• Exercise aim
Please give a word-for-word repeat of the line containing "Query: dark window pane" and all lines that come after it in the entries below, ending at the last line.

Dataset entries
┌──

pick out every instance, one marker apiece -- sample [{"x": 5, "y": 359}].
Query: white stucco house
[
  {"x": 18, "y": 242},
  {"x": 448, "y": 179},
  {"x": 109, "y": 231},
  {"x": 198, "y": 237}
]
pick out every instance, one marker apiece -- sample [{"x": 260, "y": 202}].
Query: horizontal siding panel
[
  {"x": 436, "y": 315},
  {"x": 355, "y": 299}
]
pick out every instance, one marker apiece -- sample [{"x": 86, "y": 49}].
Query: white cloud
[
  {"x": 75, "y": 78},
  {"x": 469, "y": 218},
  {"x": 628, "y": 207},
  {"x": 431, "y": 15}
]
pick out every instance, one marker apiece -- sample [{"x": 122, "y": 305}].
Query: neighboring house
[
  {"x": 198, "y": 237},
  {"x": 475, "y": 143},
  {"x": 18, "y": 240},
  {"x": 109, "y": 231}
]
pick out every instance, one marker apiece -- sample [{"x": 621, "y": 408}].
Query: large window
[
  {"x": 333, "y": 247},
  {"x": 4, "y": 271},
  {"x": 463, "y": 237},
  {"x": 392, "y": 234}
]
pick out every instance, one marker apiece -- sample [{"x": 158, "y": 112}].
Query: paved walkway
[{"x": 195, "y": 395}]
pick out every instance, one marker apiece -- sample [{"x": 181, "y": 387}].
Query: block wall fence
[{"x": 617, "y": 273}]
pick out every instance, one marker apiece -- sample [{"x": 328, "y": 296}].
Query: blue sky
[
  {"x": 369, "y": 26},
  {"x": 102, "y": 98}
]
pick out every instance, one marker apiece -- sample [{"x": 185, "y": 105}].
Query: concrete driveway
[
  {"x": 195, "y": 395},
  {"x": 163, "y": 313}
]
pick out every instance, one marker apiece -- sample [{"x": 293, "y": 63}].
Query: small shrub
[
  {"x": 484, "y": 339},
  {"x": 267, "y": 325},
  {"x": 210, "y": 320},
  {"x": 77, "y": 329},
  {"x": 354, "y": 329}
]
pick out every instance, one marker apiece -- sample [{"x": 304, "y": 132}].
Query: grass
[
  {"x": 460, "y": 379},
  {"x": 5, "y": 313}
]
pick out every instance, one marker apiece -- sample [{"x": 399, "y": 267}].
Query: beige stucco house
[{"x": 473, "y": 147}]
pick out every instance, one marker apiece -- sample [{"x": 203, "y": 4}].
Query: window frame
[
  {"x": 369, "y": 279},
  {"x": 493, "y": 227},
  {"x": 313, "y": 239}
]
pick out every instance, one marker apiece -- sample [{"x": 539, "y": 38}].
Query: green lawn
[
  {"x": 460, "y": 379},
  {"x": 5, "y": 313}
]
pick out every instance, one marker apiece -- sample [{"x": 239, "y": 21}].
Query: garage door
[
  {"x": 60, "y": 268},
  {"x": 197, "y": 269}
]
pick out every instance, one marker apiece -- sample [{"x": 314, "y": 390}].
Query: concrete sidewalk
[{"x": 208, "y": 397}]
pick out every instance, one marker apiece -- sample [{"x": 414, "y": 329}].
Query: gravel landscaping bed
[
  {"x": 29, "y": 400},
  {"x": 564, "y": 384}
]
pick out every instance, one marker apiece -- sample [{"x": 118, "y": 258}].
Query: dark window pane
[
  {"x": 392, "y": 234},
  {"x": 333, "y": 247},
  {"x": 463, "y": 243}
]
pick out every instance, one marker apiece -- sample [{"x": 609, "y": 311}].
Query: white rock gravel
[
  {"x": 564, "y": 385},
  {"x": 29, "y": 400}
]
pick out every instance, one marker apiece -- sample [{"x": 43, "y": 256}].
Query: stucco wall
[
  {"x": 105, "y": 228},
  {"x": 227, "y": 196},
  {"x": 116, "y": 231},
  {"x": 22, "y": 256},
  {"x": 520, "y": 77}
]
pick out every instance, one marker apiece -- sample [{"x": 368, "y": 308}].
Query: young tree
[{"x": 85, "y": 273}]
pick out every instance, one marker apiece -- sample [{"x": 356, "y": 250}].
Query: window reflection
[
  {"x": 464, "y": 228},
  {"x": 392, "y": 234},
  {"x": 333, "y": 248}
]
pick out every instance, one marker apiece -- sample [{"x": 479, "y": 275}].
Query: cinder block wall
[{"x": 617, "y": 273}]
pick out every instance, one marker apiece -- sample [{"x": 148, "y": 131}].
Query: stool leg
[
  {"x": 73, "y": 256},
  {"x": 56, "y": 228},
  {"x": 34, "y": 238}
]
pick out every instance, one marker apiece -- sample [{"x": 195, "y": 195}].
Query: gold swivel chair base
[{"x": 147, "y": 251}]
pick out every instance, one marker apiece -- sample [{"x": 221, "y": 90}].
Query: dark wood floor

└──

• Answer for the task
Query: dark window pane
[
  {"x": 392, "y": 234},
  {"x": 333, "y": 247},
  {"x": 463, "y": 243}
]
pick out every instance, one marker apiece -- sample [{"x": 609, "y": 311}].
Query: white rock gravel
[
  {"x": 564, "y": 385},
  {"x": 29, "y": 400}
]
pick out every instance, one marker apiece -- sample [{"x": 43, "y": 256}].
Query: stucco wall
[
  {"x": 105, "y": 228},
  {"x": 227, "y": 196},
  {"x": 116, "y": 231},
  {"x": 22, "y": 256},
  {"x": 520, "y": 77}
]
pick out every instance, one marker apiece -- sample [{"x": 368, "y": 308}].
Query: young tree
[{"x": 85, "y": 273}]
pick out every instance, one marker apiece -- sample [{"x": 356, "y": 250}].
Query: window reflection
[
  {"x": 464, "y": 228},
  {"x": 392, "y": 234},
  {"x": 333, "y": 248}
]
pick out every instance, one marker apiece -- sample [{"x": 479, "y": 275}].
Query: cinder block wall
[{"x": 617, "y": 273}]
pick out every instance, one marker apiece -- sample [{"x": 148, "y": 131}].
Query: stool leg
[
  {"x": 73, "y": 256},
  {"x": 56, "y": 228},
  {"x": 34, "y": 238}
]
pick out every instance, one marker apiece -- sample [{"x": 195, "y": 195}].
Query: gold swivel chair base
[{"x": 147, "y": 251}]
pick out every instance, one marker apiece -- sample [{"x": 221, "y": 90}].
Query: dark wood floor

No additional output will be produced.